- **What the task asks**
What follows is a set of records, each of which is to be written out exactly.

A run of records
____
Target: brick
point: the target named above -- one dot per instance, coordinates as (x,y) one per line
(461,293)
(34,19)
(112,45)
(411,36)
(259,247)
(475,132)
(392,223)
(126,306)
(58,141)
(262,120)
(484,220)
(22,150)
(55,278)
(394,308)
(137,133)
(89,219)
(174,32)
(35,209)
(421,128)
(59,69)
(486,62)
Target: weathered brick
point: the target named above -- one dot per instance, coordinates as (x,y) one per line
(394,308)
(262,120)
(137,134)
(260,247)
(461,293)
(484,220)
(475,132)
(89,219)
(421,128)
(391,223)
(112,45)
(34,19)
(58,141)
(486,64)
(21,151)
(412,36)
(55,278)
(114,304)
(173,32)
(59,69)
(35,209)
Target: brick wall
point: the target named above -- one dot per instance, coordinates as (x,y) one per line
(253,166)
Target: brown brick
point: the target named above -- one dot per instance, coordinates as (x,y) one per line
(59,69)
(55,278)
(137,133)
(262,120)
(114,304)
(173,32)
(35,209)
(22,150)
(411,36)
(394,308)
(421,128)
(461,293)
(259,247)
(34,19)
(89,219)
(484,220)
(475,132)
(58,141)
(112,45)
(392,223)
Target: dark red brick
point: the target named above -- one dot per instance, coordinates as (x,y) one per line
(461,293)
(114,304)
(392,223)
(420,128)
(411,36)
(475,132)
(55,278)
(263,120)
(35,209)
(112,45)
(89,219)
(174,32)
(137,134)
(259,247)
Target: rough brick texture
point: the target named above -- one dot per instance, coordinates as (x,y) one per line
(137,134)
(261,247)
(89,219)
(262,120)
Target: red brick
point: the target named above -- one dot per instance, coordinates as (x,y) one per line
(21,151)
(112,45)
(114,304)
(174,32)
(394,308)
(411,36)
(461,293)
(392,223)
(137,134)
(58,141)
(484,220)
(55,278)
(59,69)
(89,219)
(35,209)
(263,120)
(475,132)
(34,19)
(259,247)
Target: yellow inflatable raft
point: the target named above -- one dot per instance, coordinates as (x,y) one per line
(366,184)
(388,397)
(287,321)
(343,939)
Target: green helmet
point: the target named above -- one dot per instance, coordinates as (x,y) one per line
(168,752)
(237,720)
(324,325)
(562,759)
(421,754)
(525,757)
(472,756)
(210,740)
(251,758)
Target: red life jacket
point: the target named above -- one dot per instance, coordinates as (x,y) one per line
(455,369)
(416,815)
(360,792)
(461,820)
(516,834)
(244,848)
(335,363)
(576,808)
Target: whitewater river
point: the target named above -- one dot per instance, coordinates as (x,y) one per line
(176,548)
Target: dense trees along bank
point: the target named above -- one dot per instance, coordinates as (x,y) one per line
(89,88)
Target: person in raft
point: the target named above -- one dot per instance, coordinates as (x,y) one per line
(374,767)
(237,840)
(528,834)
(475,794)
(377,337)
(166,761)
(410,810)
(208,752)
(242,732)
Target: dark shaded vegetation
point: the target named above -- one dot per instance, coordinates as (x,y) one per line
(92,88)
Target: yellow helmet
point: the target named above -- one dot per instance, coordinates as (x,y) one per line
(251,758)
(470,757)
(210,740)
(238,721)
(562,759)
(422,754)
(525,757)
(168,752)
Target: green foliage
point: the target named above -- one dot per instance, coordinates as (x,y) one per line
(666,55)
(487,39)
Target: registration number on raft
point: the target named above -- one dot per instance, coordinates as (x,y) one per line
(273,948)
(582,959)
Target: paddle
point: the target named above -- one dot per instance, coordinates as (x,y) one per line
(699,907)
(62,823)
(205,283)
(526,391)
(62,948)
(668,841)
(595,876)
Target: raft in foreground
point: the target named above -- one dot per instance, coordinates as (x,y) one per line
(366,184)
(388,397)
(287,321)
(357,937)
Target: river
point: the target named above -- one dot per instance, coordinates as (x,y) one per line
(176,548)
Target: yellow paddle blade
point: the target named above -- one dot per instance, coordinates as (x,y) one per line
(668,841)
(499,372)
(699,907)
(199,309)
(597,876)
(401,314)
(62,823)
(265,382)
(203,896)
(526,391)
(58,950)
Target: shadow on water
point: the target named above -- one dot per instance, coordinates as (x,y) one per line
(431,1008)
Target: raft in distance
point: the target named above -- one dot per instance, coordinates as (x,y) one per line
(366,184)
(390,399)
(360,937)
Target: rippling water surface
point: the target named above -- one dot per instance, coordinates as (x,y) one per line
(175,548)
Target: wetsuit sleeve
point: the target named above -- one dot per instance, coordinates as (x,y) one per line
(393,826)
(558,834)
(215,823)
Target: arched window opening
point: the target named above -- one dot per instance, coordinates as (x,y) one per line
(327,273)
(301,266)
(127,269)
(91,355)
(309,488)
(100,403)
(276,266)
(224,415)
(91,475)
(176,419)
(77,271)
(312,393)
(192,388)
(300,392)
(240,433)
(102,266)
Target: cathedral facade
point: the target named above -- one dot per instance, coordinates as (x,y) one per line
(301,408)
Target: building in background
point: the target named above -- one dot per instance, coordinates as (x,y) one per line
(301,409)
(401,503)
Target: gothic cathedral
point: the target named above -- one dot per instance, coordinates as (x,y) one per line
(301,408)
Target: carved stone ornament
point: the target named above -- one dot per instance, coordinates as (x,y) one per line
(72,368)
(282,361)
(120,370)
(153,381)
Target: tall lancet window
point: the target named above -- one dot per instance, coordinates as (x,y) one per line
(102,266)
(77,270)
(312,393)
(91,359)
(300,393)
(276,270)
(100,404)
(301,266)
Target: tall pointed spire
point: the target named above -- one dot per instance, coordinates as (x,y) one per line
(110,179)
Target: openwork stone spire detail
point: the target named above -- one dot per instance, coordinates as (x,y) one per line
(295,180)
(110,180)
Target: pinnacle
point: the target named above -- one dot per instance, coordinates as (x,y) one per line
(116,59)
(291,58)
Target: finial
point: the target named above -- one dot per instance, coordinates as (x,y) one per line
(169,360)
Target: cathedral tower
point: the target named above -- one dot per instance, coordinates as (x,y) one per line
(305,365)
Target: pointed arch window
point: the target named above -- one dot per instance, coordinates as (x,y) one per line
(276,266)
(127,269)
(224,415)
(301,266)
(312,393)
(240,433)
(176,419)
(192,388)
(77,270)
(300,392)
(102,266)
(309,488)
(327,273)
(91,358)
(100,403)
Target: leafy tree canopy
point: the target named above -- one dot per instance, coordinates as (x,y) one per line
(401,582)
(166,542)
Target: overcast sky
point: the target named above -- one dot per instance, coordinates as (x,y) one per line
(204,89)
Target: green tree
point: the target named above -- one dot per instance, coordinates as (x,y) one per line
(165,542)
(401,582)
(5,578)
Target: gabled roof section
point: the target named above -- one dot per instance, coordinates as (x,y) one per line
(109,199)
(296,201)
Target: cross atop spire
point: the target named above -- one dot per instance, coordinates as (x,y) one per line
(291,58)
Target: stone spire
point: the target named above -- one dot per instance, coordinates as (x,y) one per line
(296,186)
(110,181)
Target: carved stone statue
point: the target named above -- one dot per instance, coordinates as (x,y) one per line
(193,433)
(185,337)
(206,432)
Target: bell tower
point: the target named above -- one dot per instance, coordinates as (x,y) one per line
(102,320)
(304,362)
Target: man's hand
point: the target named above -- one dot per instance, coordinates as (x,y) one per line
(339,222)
____
- **Response to this task**
Target: brick
point: the target named above -- one dot per instance, coordinates as (x,y) one per line
(461,293)
(34,19)
(112,45)
(411,36)
(259,247)
(475,132)
(392,223)
(126,306)
(58,141)
(262,120)
(484,220)
(22,150)
(55,278)
(394,308)
(137,133)
(89,219)
(174,32)
(35,209)
(421,128)
(59,69)
(486,62)
Target: weathered brick
point: the target named above -- one dot per instance, coordinates as (x,y) one per line
(394,308)
(262,120)
(137,134)
(260,247)
(461,293)
(484,220)
(475,132)
(89,219)
(421,128)
(391,223)
(112,45)
(34,19)
(58,141)
(486,64)
(21,151)
(412,36)
(55,278)
(114,304)
(173,32)
(59,69)
(35,209)
Target: brick wall
point: the target named above -- one dot per instance, coordinates as (x,y) one per line
(253,166)
Target: brown brick
point: the target named above -- one dot per instance, coordinates as (x,y) one per line
(59,69)
(55,278)
(137,133)
(262,120)
(114,304)
(173,32)
(35,209)
(22,150)
(411,36)
(394,308)
(421,128)
(461,293)
(259,247)
(34,19)
(89,219)
(484,220)
(475,132)
(58,141)
(112,45)
(392,223)
Target: dark red brick
point: the target named above -- one dot per instance, coordinates as (x,y) one per line
(461,293)
(114,304)
(392,223)
(420,128)
(411,36)
(475,132)
(55,278)
(263,120)
(35,209)
(112,45)
(89,219)
(174,32)
(137,134)
(259,247)
Target: rough brick texture
point: the target named above -- one dot per instance, coordinates as (x,y) one per line
(137,134)
(261,247)
(89,219)
(262,120)
Target: red brick
point: the target named above -- one dot per instance, coordinates as (x,y) one per line
(21,151)
(112,45)
(114,304)
(174,32)
(394,308)
(411,36)
(461,293)
(392,223)
(137,134)
(58,141)
(484,220)
(55,278)
(59,69)
(89,219)
(35,209)
(263,120)
(475,132)
(34,19)
(259,247)
Target: yellow inflatable raft
point: the target named above -- one dot per instance, coordinates as (x,y) one per line
(366,184)
(388,397)
(287,321)
(343,939)
Target: green helmet
point: the target named above -- one dot per instance, coordinates as (x,y) one per line
(168,752)
(237,720)
(324,325)
(562,759)
(421,754)
(525,757)
(472,756)
(210,740)
(251,758)
Target: red life jacket
point: the target named above -- one dot per instance, coordinates as (x,y) one per line
(455,369)
(416,815)
(360,792)
(461,820)
(516,834)
(244,848)
(335,363)
(576,808)
Target: whitewater river
point: the target named above -- one dot per instance, coordinates as (x,y) one per line
(176,548)
Target: dense trees along bank
point: the target named above -- one dot per instance, coordinates as (x,y) one per line
(89,88)
Target: person in raft
point: the target named above -- one dot per instance, coordinates as (x,y) one per line
(374,767)
(237,840)
(528,834)
(475,794)
(377,337)
(166,761)
(410,810)
(208,752)
(242,732)
Target: dark shaded vegetation
point: the target named above -- one dot per instance, coordinates as (x,y) one per line
(92,88)
Target: yellow helmet
point: the target named above -- one dot per instance, coordinates as (x,y) one per line
(251,758)
(470,757)
(210,740)
(238,721)
(562,759)
(422,754)
(525,757)
(168,752)
Target: green foliage
point: the target named above -- one dot per instance, coordinates as (x,y) one per line
(666,55)
(487,39)
Target: registration number on raft
point: the target named above -- one dot per instance, coordinates as (x,y) one per line
(273,948)
(582,959)
Target: paddle
point: the target named above -- one dot per instance, coordinates as (x,y) one per line
(699,907)
(62,823)
(205,283)
(526,391)
(62,948)
(668,841)
(595,876)
Target: raft in foreground
point: the target named above -- one dot per instance, coordinates as (x,y) one per line
(366,184)
(388,397)
(287,321)
(357,937)
Target: river
point: the target named above -- one dot per instance, coordinates as (x,y) one per line
(176,548)
Target: yellow paddle blade
point: the target named above -- one dot per instance, coordinates as (x,y) one per line
(668,841)
(499,372)
(699,907)
(199,309)
(597,876)
(401,314)
(62,823)
(265,382)
(203,896)
(526,391)
(58,950)
Target: shadow on water
point: the target named above -- one dot per instance, coordinates as (x,y) one per line
(431,1008)
Target: raft in distance
point: the target named above -- one dot per instance, coordinates as (x,y) one per line
(366,184)
(390,399)
(360,937)
Target: rippling water surface
point: the target named above -- one dot per instance, coordinates as (x,y) one per line
(175,548)
Target: wetsuit sleeve
point: the target named above -- one dot per instance, coordinates as (x,y) one per line
(393,826)
(558,834)
(215,823)
Target: arched window opening
point: the target named above -- one dot per instance, coordinates as (x,y) one per line
(327,273)
(301,266)
(127,269)
(91,355)
(309,488)
(100,403)
(276,266)
(224,415)
(91,475)
(176,419)
(77,271)
(312,393)
(192,388)
(300,392)
(240,433)
(102,266)
Target: cathedral facade
point: the target named above -- one dot per instance, coordinates as (x,y) one per line
(301,408)
Target: building in background
point: the target named above -- one dot per instance, coordinates as (x,y) one per line
(301,409)
(401,503)
Target: gothic cathedral
point: the target named above -- one dot per instance, coordinates as (x,y) one per line
(301,408)
Target: carved stone ornament
point: the target named above -- one dot per instance, coordinates as (x,y) one per line
(72,368)
(282,361)
(120,370)
(153,381)
Target: tall lancet window
point: the target named above -- one dot per instance, coordinates as (x,y) one per line
(102,266)
(77,270)
(312,393)
(91,359)
(300,393)
(276,270)
(100,404)
(301,266)
Target: tall pointed spire
point: the target named above -- one dot per instance, coordinates as (x,y) one per line
(110,179)
Target: openwork stone spire detail
point: the target named above -- one dot per instance, coordinates as (x,y) one per line
(295,180)
(110,180)
Target: pinnacle
point: the target named above -- one dot per instance, coordinates as (x,y) one per line
(116,59)
(291,58)
Target: finial
point: the target named above -- one dot per instance, coordinates as (x,y) one per line
(169,360)
Target: cathedral tower
point: the target named above -- one dot per instance, coordinates as (x,y) one per line
(305,365)
Target: pointed arch window
point: the target named above -- one dot per instance, coordinates as (x,y) one per line
(276,266)
(127,269)
(224,415)
(301,266)
(312,393)
(240,433)
(176,419)
(192,388)
(77,270)
(300,392)
(102,266)
(309,488)
(327,273)
(91,358)
(100,403)
Target: leafy tree canopy
point: the target named above -- one dot per instance, coordinates as (x,y) one per line
(401,582)
(166,542)
Target: overcast sky
point: the target named above -- one dot per instance, coordinates as (x,y) one per line
(204,89)
Target: green tree
point: the target named above -- one dot per instance, coordinates as (x,y) one per line
(165,542)
(401,582)
(5,578)
Target: gabled roof section
point: the target named above -- one dot per instance, coordinates as (x,y) one per line
(109,199)
(296,201)
Target: cross atop spire
point: the target named above -- one dot per instance, coordinates as (x,y) one per line
(291,58)
Target: stone spire
point: the target named above -- one dot per instance, coordinates as (x,y) one per line
(296,186)
(110,181)
Target: carved stone statue
point: the target named above -- one dot per instance, coordinates as (x,y) one per line
(193,433)
(185,337)
(206,432)
Target: bell tower
point: the target named above -- one dot per instance, coordinates as (x,y) one per line
(102,320)
(304,362)
Target: man's hand
point: the target named above -- one dot per instance, coordinates as (x,y) one per line
(339,222)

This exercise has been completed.